Task directions: What follows is a listing to be transcribed exactly.

Object pointing dataset rows
━━━━━━━━━━━━━━━━━━━━━━━━━━━━━━

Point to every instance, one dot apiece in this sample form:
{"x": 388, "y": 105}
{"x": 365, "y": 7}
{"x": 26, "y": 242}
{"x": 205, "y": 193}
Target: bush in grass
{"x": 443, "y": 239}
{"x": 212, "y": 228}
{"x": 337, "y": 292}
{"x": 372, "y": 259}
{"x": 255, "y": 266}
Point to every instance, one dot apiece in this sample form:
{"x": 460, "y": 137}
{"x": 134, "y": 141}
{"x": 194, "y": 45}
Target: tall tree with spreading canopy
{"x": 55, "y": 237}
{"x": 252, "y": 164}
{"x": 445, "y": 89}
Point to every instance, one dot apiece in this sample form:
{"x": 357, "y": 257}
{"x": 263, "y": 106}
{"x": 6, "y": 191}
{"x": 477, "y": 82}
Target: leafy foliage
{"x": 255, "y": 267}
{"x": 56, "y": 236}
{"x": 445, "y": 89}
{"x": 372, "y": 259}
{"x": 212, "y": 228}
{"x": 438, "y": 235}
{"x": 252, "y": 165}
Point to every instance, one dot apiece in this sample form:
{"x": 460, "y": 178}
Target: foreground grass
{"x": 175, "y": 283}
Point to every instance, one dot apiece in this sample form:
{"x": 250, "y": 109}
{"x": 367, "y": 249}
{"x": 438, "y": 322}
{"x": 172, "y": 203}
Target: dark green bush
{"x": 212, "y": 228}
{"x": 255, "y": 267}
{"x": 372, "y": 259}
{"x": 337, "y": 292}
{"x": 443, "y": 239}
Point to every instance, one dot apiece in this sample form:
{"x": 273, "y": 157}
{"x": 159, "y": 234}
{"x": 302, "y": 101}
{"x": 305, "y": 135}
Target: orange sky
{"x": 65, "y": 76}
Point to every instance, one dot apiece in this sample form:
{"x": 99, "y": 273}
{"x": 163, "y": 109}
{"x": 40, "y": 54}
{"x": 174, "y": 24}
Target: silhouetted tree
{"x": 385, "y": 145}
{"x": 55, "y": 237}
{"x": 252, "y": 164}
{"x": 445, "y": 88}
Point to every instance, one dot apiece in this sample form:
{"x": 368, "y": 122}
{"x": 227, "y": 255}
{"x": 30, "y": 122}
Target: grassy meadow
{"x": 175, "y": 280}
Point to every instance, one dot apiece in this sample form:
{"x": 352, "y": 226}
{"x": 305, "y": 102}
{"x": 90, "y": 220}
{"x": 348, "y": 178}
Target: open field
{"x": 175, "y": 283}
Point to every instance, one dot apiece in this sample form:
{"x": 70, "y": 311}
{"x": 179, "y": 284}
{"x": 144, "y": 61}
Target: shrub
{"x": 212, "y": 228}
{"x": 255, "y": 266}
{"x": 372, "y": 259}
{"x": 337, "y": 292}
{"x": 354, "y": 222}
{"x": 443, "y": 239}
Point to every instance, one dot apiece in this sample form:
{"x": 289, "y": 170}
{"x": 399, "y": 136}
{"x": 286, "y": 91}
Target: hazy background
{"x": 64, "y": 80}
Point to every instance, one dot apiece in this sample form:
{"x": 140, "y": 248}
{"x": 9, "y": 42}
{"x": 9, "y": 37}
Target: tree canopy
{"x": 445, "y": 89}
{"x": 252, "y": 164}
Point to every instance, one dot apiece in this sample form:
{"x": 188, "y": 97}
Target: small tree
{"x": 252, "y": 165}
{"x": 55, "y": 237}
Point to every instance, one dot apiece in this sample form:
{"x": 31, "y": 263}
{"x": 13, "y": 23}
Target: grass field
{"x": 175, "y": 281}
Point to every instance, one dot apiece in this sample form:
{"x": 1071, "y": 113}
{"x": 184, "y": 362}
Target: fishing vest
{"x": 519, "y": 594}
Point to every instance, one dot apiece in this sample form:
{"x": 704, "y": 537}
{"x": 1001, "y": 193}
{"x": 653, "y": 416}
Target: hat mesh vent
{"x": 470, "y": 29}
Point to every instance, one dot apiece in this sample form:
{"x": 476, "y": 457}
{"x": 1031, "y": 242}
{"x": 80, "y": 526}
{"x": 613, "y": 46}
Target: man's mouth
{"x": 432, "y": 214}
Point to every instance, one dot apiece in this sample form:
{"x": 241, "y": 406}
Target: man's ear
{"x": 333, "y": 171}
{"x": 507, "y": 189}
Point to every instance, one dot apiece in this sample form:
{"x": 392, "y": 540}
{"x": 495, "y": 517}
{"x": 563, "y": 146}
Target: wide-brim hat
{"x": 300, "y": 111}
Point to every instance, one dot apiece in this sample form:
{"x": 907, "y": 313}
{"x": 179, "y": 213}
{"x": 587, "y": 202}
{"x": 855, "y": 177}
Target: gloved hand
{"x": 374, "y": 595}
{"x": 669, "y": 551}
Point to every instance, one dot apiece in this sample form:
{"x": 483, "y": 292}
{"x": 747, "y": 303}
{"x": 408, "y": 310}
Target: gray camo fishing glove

━━━━━━━━━━━━━━━━━━━━━━━━━━━━━━

Result of the exercise:
Point to every instance, one dot apiece in this sample form:
{"x": 388, "y": 105}
{"x": 365, "y": 7}
{"x": 26, "y": 242}
{"x": 205, "y": 193}
Target: bush in grass
{"x": 443, "y": 239}
{"x": 212, "y": 228}
{"x": 337, "y": 292}
{"x": 372, "y": 259}
{"x": 255, "y": 266}
Point to every instance, one dot apiece in this sample form:
{"x": 460, "y": 137}
{"x": 134, "y": 141}
{"x": 194, "y": 45}
Target: tall tree with spreading canopy
{"x": 55, "y": 237}
{"x": 252, "y": 164}
{"x": 445, "y": 89}
Point to every instance, one dot apiece in this sample form:
{"x": 357, "y": 257}
{"x": 263, "y": 106}
{"x": 6, "y": 191}
{"x": 477, "y": 82}
Target: leafy foliage
{"x": 255, "y": 267}
{"x": 56, "y": 236}
{"x": 445, "y": 89}
{"x": 372, "y": 259}
{"x": 212, "y": 228}
{"x": 438, "y": 235}
{"x": 252, "y": 165}
Point to every instance, one dot apiece in this sample form:
{"x": 460, "y": 178}
Target: foreground grass
{"x": 175, "y": 283}
Point to every instance, one dot apiece in this sample form:
{"x": 250, "y": 109}
{"x": 367, "y": 249}
{"x": 438, "y": 322}
{"x": 172, "y": 203}
Target: dark green bush
{"x": 212, "y": 228}
{"x": 255, "y": 267}
{"x": 372, "y": 259}
{"x": 337, "y": 292}
{"x": 443, "y": 239}
Point to every instance, one dot apiece in this sample form:
{"x": 273, "y": 157}
{"x": 159, "y": 234}
{"x": 302, "y": 101}
{"x": 305, "y": 135}
Target: orange sky
{"x": 65, "y": 76}
Point to every instance, one dot apiece in this sample form:
{"x": 99, "y": 273}
{"x": 163, "y": 109}
{"x": 40, "y": 54}
{"x": 174, "y": 24}
Target: silhouetted tree
{"x": 385, "y": 145}
{"x": 55, "y": 237}
{"x": 252, "y": 164}
{"x": 445, "y": 88}
Point to every instance, one dot apiece in this sample form:
{"x": 368, "y": 122}
{"x": 227, "y": 255}
{"x": 30, "y": 122}
Target: grassy meadow
{"x": 175, "y": 280}
Point to every instance, one dot apiece in this sample form:
{"x": 352, "y": 226}
{"x": 305, "y": 102}
{"x": 90, "y": 220}
{"x": 348, "y": 178}
Target: open field
{"x": 175, "y": 283}
Point to every instance, one dot apiece in this sample form:
{"x": 70, "y": 311}
{"x": 179, "y": 284}
{"x": 144, "y": 61}
Target: shrub
{"x": 212, "y": 228}
{"x": 255, "y": 266}
{"x": 372, "y": 259}
{"x": 337, "y": 292}
{"x": 354, "y": 222}
{"x": 443, "y": 239}
Point to every instance, one dot apiece in this sample form:
{"x": 289, "y": 170}
{"x": 399, "y": 136}
{"x": 286, "y": 91}
Target: hazy background
{"x": 64, "y": 80}
Point to every instance, one dot apiece in this sample form:
{"x": 140, "y": 248}
{"x": 9, "y": 42}
{"x": 9, "y": 37}
Target: tree canopy
{"x": 445, "y": 89}
{"x": 252, "y": 164}
Point to every instance, one dot apiece in this sample form:
{"x": 188, "y": 97}
Target: small tree
{"x": 252, "y": 165}
{"x": 55, "y": 237}
Point to every instance, one dot apiece in this sample form:
{"x": 31, "y": 263}
{"x": 13, "y": 23}
Target: grass field
{"x": 175, "y": 281}
Point to every instance, one dot apiece in this sample form:
{"x": 1071, "y": 113}
{"x": 184, "y": 362}
Target: fishing vest
{"x": 519, "y": 594}
Point to every instance, one dot apiece in this sample form:
{"x": 704, "y": 537}
{"x": 1001, "y": 193}
{"x": 653, "y": 416}
Target: hat mesh vent
{"x": 470, "y": 29}
Point to every instance, one dot apiece in this sample form:
{"x": 476, "y": 457}
{"x": 1031, "y": 242}
{"x": 80, "y": 526}
{"x": 613, "y": 46}
Target: man's mouth
{"x": 432, "y": 214}
Point to every instance, one dot apiece in this sample form:
{"x": 241, "y": 406}
Target: man's ear
{"x": 333, "y": 171}
{"x": 507, "y": 189}
Point to every instance, one dot apiece in this sample form:
{"x": 392, "y": 540}
{"x": 495, "y": 517}
{"x": 563, "y": 146}
Target: wide-brim hat
{"x": 300, "y": 111}
Point to every instance, one dot apiece in this sample form:
{"x": 907, "y": 313}
{"x": 179, "y": 213}
{"x": 587, "y": 202}
{"x": 855, "y": 177}
Target: gloved hand
{"x": 374, "y": 595}
{"x": 669, "y": 551}
Point to every instance, one dot apiece in this sample form:
{"x": 483, "y": 292}
{"x": 747, "y": 303}
{"x": 408, "y": 310}
Target: gray camo fishing glove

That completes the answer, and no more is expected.